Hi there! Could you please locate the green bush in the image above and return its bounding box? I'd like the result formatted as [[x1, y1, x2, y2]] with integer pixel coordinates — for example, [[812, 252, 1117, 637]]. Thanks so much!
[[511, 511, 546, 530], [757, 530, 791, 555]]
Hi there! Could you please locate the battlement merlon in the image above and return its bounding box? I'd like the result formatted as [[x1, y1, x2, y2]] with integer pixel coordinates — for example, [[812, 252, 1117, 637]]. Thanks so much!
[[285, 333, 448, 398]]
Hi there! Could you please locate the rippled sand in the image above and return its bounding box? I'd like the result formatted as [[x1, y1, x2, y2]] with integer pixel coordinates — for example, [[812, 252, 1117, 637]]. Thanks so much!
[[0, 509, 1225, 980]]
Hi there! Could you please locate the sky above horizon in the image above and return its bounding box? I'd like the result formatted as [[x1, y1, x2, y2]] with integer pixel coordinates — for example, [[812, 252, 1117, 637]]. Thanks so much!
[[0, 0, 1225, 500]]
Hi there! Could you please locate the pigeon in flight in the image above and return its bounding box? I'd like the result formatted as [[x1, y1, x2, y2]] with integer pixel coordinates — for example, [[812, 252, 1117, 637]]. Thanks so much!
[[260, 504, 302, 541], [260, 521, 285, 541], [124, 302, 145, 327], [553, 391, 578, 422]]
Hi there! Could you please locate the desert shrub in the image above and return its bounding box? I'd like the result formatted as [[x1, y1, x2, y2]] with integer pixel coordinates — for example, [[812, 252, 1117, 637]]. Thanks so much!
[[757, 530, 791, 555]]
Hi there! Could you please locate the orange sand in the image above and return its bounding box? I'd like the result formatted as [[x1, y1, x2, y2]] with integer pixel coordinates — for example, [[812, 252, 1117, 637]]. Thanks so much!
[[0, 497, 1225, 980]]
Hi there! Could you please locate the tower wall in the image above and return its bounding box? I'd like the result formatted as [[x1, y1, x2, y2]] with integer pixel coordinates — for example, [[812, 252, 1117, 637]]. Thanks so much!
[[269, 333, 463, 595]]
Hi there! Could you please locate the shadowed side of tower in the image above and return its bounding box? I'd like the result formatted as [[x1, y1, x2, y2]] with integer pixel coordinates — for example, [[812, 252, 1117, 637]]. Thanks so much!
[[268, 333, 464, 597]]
* * * * *
Set task
Reproduce each line of the items above verbatim, keeping their original order.

Response to the exercise
Hi there! Could you please locate the green bush in the image above and return its bounding box? I'd like the result formatted as [[x1, y1, x2, y2]] with integer pixel coordinates — for example, [[812, 252, 1117, 637]]. Thanks so much!
[[511, 511, 546, 530], [757, 530, 791, 555]]
Hi there! Could you please locate the battlement merlon in the image above and return its bounding box? I'd like the result formatted as [[x1, y1, x2, y2]] with integer pixel coordinates — for example, [[812, 252, 1117, 637]]. Thanks so much!
[[285, 333, 448, 398]]
Hi there! Could you please locate the rippled sand in the image above and return its bounding box? I'd like the result formatted as [[x1, y1, x2, y2]] with integer pixel coordinates — for example, [[812, 252, 1117, 637]]. Thanks so much!
[[0, 509, 1225, 980]]
Hi there! Could you please locate the sky above horizon in the image above and return its bounding box? I'd like the result formatted as [[x1, y1, x2, y2]] with integer pixel coordinates — for example, [[812, 252, 1117, 637]]. Thanks so much!
[[0, 0, 1225, 500]]
Hi there! Could you please locate the pigeon in flight in the image above and return its bounding box? I'd like the result formatted as [[x1, y1, x2, y2]] with integer pixel coordinates — for example, [[812, 252, 1117, 637]]. Thanks so much!
[[260, 504, 302, 541], [260, 521, 285, 541], [124, 302, 145, 327], [553, 391, 578, 422]]
Hi there! Could you please locate the desert shrub in the image above and return its bounding box? I'd like the result formatted as [[x1, y1, x2, y2]] with integer pixel coordinates — for example, [[812, 252, 1117, 637]]. Thanks so much!
[[757, 530, 791, 555]]
Hi there! Could you please locate the orange sand in the image above and return its bounding box? I'd like the result formatted as [[x1, y1, x2, y2]] with integer pixel coordinates — for example, [[812, 252, 1117, 637]]. Thanks so much!
[[0, 497, 1225, 980]]
Hi there! Could you please locate the tower wall in the image above and return its bounding box? I'd like the result formatted as [[x1, y1, x2, y2]] with integer pixel coordinates — for example, [[812, 252, 1117, 637]]. Thanks so much!
[[269, 333, 463, 595]]
Hi there! Could you please locate the shadowed side of tower in the image above and return its bounding box? I'd like the result formatted as [[x1, y1, x2, y2]] with integer pixel coordinates — for example, [[812, 252, 1117, 637]]. Thanks so much!
[[268, 333, 464, 597]]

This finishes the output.